▸ **ИСХОДНЫЙ ДОКУМЕНТ**:
* * * * * * * * *

В этот же период осложнились отношения между Хочхолем и моей женой. Подрастающие сыновья и их мачехи нередко конфликтуют. Мальчишка подрос и стал непослушным. Моя жена тоже как-то отдалилась от своих собственных детей и, казалось, ушла в себя. Хочхоль возвратился в мою деревню, Тончхон-ри, и некоторое время жил у моего отца. Я попросил начальника подобрать ему работу в районе Хамджу. И тот нашел. Он устроил Хочхоля на продовольственном складе – все лучше, чем до старости горбатиться в поле, а иного выбора не было, останься он в Тончхон-ри. Конечно, и мне, и моему сыну сказочно повезло.
В семнадцатый день рождения Хочхоля, 25 марта 1989-го, я солгал своей жене. Я сказал ей, что еду на работу, а сам взял немного хлеба и пошел к сыну. Я два месяца не видел его, и он за это время заметно подрос. Мы пошли к реке и пообедали вместе. Разделили рис и хлеб, которые я принес. Это мало походило на день рождения, и все же было вкусно.
Мы с удовольствием болтали о том о сем, но когда зашел разговор о прошлом и всех наших бедах, через которые нам пришлось пройти, я не смог удержаться от слез. Сын пытался успокоить меня, но в конце концов и сам разрыдался. Он всегда был способен сопереживать, и в детстве, и сейчас, когда стал молодым человеком. Хочхоль был одним из немногих на этом свете, кто действительно понимал меня. Я попытался дать ему совет.
– Расти. Женись и приучи себя надеяться на себя и только на себя – я понятия не имею, какая судьба меня ждет и что со мной может случиться. Но если ты заболеешь, вообще, если что-то с тобой случится, просто скажи мне, хорошо? А я для тебя сделаю все, что смогу.
Мы пожали друг другу руки и расстались.
А несколько дней спустя меня вызвали в полицию. Полицейский утверждал, что мой сын украл козу, и хотел, чтобы я заплатил за нее. Я тут же отправился к сыну узнать, в чем дело.
Когда я увидел его, понял, что его избили – все лицо было в синяках и ссадинах.
– Я ничего не сделал. Меня просто подставили, – сказал он.

* * * * * * * * *

▸ **ПРЕДОСТАВЛЕННЫЕ ДАННЫЕ**:
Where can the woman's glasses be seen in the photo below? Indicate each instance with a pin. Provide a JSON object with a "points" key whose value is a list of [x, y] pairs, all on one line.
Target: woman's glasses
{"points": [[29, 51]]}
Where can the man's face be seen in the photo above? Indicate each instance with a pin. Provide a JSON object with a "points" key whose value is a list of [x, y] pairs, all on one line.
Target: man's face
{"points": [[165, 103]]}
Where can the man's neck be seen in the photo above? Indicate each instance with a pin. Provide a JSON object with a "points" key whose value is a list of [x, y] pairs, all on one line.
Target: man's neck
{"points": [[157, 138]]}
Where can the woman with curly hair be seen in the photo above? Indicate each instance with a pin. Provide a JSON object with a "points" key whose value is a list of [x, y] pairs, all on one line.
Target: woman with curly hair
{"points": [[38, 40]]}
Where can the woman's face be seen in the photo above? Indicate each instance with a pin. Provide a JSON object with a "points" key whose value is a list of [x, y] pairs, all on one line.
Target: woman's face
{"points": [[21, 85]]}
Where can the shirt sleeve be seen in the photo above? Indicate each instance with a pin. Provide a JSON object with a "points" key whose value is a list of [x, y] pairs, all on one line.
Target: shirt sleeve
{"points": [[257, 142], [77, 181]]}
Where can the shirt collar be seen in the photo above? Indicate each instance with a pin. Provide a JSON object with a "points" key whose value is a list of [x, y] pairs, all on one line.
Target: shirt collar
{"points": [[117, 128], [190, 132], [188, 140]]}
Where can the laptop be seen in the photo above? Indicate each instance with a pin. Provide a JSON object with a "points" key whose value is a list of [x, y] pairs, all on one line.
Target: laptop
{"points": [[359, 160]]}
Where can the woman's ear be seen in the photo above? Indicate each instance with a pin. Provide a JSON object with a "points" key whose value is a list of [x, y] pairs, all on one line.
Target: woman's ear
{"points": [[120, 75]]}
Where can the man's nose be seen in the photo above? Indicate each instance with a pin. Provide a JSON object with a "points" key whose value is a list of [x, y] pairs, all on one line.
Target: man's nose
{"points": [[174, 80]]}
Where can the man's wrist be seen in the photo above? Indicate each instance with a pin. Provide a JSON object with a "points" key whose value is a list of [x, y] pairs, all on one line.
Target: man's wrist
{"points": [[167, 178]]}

* * * * * * * * *

▸ **НАБОР ЗАДАНИЙ**:
- A) Пожалуйста, сдвиньте на -93 каждую координату точек в ответах списка, начиная со строки с «Where can the shirt collar» (включая её) и до самого конца списка. Приведите все эти строки целиком вместе с запросами.
- B) Продолжите текст о Хочхоле после его последнего предложения.
Текст о Хочхоле и список никак не связаны между собой.

▸ **ОТВЕТЫ ПО ПОРЯДКУ**:
- A)
Where can the shirt collar be seen in the photo above? Indicate each instance with a pin. Provide a JSON object with a "points" key whose value is a list of [x, y] pairs, all on one line.
Target: shirt collar
{"points": [[24, 35], [97, 39], [95, 47]]}
Where can the laptop be seen in the photo above? Indicate each instance with a pin. Provide a JSON object with a "points" key whose value is a list of [x, y] pairs, all on one line.
Target: laptop
{"points": [[266, 67]]}
Where can the woman's ear be seen in the photo above? Indicate each instance with a pin. Provide a JSON object with a "points" key whose value is a list of [x, y] pairs, all on one line.
Target: woman's ear
{"points": [[27, -18]]}
Where can the man's nose be seen in the photo above? Indicate each instance with a pin. Provide a JSON object with a "points" key whose value is a list of [x, y] pairs, all on one line.
Target: man's nose
{"points": [[81, -13]]}
Where can the man's wrist be seen in the photo above? Indicate each instance with a pin. Provide a JSON object with a "points" key whose value is a list of [x, y] pairs, all on one line.
Target: man's wrist
{"points": [[74, 85]]}

- B)
Хочхоль объяснил, что на работе оказался самым молодым из всех – примерно сорока рабочих. Какие-то негодяи из его коллег стащили картофель и сахарную кукурузу со склада. Хуже того, они украли, забили и съели чьих-то домашних животных. А потом обвинили во всем его.
– Они сказали так: «Ты – возвращенец, ты молодой, и с тобой будут снисходительны. Так что возьми вину на себя, ладно?» Ну и что мне оставалось делать? – дрожащим голосом спросил он меня.
И затем Хочхоль сказал мне, что они избили его.
Я посмотрел на сына. Я не сомневался, что он не сделал ничего дурного. Сил не было смотреть на следы побоев.
– Послушай! Ты должен быть сильным и смелым! Тебе надо научиться защищать себя, если хочешь выжить, – наставлял его я.
Ушел я очень расстроенным. Когда я вернулся домой, снова явилась полиция. Они грозились отправить сына в концлагерь, если я не заплачу компенсацию. У меня внутри все перевернулось. Нет, ничего подобного допустить было нельзя.
Я даже решил попытаться отправить его в армию – в отчаянной надежде покончить со всей этой историей. Я отправился в райвоенкомат и сказал, что мой сын очень хочет служить. Я даже предложил им немного соевой пасты и соевого соуса, чтобы военные были посговорчивее.
Хотя они сначала не соглашались, я отставать от них не собирался. Каждый день приходил к ним после работы. Я прекрасно понимал, что шансы мои мизерные, но ничего больше мне не оставалось. Если сына не возьмут в армию, его арестуют. И он исчезнет. Я был в отчаянии.
В конце концов я им надоел, и меня выставили из военкомата. И мои надежды в очередной раз рухнули.
На следующий день я встретился с Хочхолем. Я решил взять его к себе в Хамхын. Я рассказал ему, как пытался пристроить его в армию в военкомате и что это мне не удалось. Я полагал, что ему надо затаиться где-то до поры – пока эта история не забудется.
Ожидая поезд на станции, мы заметили на платформе молодых людей в военной форме. Это были новобранцы, их провожали родители, они держались за руки и фотографировались с довольным видом. Я представлял себе эти фотографии в семейном альбоме с подписями: «День, когда наш сын поступил на службу». На добрую память.
Вдруг сын расплакался. Глядя на него, я тоже не мог удержаться от слез.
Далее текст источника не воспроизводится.